Railway station in the Philippines

Dela Rosa station is a railway station located on the South Main Line in Makati, Metro Manila, Philippines.

Dela Rosa is the ninth station from Tutuban and is one of three PNR stations serving Makati, the other two being Pasay Road and EDSA.

Dela Rosa station is the replacement of Buendia station, which closed on September 7, 2017.

On August 1, 2018, Dela Rosa station became part of newly opened Caloocan shuttle line until September 10 when the line was extended to FTI railway station as the new terminus of the said line. The station was closed on March 28, 2024, as part of the Tutuban–Alabang segment, to make way for the construction of the North–South Commuter Railway.

==Nearby landmarks==
The station is near the Cash & Carry Mall in Palanan and an SM Hypermarket in San Isidro, both across the Osmeña Highway. Further away from the station are Exportbank Plaza and the San Antonio and San Isidro national high schools, and Hen. Pio del Pilar Elementary School I. A cluster of Cityland condominiums is also located right behind the station.

==Transportation links==
Dela Rosa station is accessible by jeepneys and buses plying the Gil Puyat Avenue and South Luzon Expressway routes. A terminal of jeepneys bound to Ayala MRT station & One Ayala (Ayala), Buendia MRT station (Bel-Air), and Magallanes MRT station (Mantrade); could be found along Medina Street beside the station, as well as Libertad LRT station (Libertad) could also be found along Dela Rosa Street. A tricycle terminal plying the adjacent San Antonio is located on Gil Puyat Avenue, while those plying Pio del Pilar also drop commuters off at the station.

The station is located roughly midway between Buendia MRT station at the intersection with Epifanio de los Santos Avenue and Gil Puyat LRT station at the intersection with Taft Avenue.

▶ [PROVIDED MATERIAL]
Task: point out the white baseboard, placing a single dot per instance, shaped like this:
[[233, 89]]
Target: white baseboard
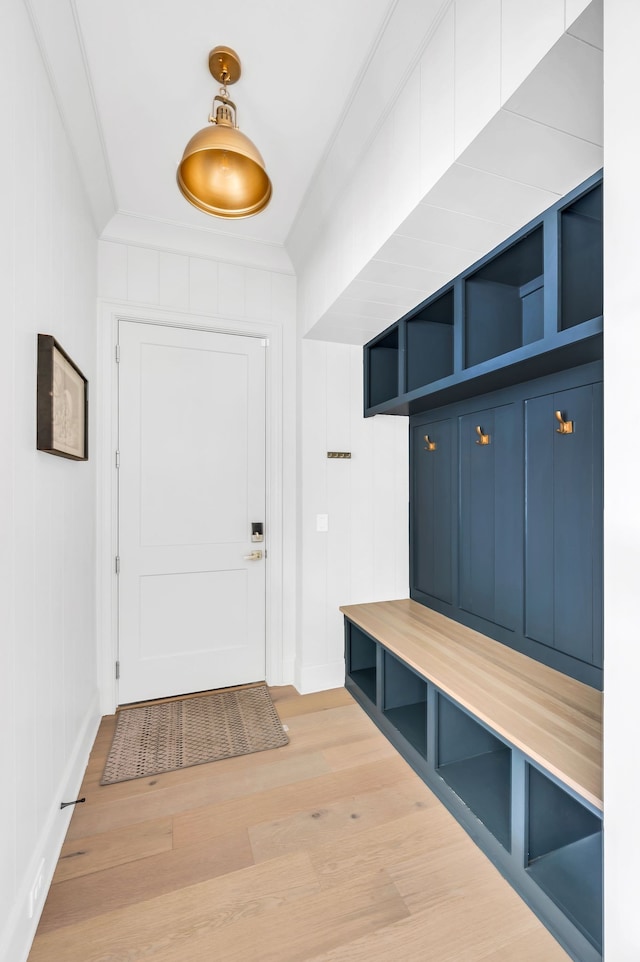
[[20, 929], [320, 677]]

▶ [EXERCISE DIRECTIONS]
Retype the part of the Dela Rosa station text starting with "Dela Rosa station is a railway" and going on through "September 7, 2017.".

▶ [THE OUTPUT]
Dela Rosa station is a railway station located on the South Main Line in Makati, Metro Manila, Philippines.

Dela Rosa is the ninth station from Tutuban and is one of three PNR stations serving Makati, the other two being Pasay Road and EDSA.

Dela Rosa station is the replacement of Buendia station, which closed on September 7, 2017.